Content starts
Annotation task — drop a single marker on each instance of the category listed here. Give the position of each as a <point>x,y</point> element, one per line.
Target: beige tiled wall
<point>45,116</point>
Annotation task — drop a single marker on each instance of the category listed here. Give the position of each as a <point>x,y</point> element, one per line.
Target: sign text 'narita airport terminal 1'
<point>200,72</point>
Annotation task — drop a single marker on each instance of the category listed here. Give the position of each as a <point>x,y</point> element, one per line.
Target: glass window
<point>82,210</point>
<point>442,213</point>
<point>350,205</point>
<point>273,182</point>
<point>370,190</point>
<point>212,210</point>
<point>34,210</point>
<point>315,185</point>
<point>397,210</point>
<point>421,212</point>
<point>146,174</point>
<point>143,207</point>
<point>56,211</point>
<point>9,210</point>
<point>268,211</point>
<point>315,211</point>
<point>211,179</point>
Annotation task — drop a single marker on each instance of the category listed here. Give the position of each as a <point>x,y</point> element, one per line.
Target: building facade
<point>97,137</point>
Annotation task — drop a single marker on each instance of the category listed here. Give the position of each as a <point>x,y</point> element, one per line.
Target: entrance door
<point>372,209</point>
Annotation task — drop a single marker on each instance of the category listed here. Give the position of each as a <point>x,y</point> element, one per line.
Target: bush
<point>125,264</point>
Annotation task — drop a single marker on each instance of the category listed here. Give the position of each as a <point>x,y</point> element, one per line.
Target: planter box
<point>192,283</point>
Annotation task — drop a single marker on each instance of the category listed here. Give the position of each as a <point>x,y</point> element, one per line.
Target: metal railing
Content ends
The answer should be an exact reproduction of all the entries.

Annotation task — drop a single marker on each instance of the category listed here. Give the position of each as a <point>x,y</point> element, one per line.
Target: beige tiled wall
<point>45,116</point>
Annotation task — drop a single marker on each instance of the category listed here. Give the position of each as a <point>x,y</point> element, one per line.
Target: sign text 'narita airport terminal 1'
<point>200,72</point>
Annotation task — drop a single marker on each instance of the category listed here. Give the position of each as a <point>x,y</point> element, one per line.
Target: glass window
<point>82,210</point>
<point>442,213</point>
<point>350,205</point>
<point>273,182</point>
<point>370,190</point>
<point>212,210</point>
<point>34,210</point>
<point>315,185</point>
<point>397,210</point>
<point>421,212</point>
<point>146,174</point>
<point>143,207</point>
<point>56,211</point>
<point>9,210</point>
<point>268,211</point>
<point>315,211</point>
<point>211,179</point>
Annotation task — drop a single marker on each instance of the category listed here. Give the position of each as a <point>x,y</point> element, one per line.
Target: building facade
<point>97,137</point>
Annotation task — drop a single marker on each instance of the category listed here. Give the position of each as a <point>x,y</point> element, one per line.
Target: entrance door
<point>372,209</point>
Annotation task — drop a single marker on each instance of the category listed here. Give the position of each as a <point>x,y</point> element, one per line.
Target: bush
<point>125,264</point>
Annotation task — drop a single marker on each instance of the category listed here. Give the position of each as a <point>x,y</point> element, one per line.
Target: planter box
<point>192,283</point>
Annotation task — drop a single marker on each instance of the category listed here. Give the position of each as a <point>x,y</point> element, one per line.
Target: metal railing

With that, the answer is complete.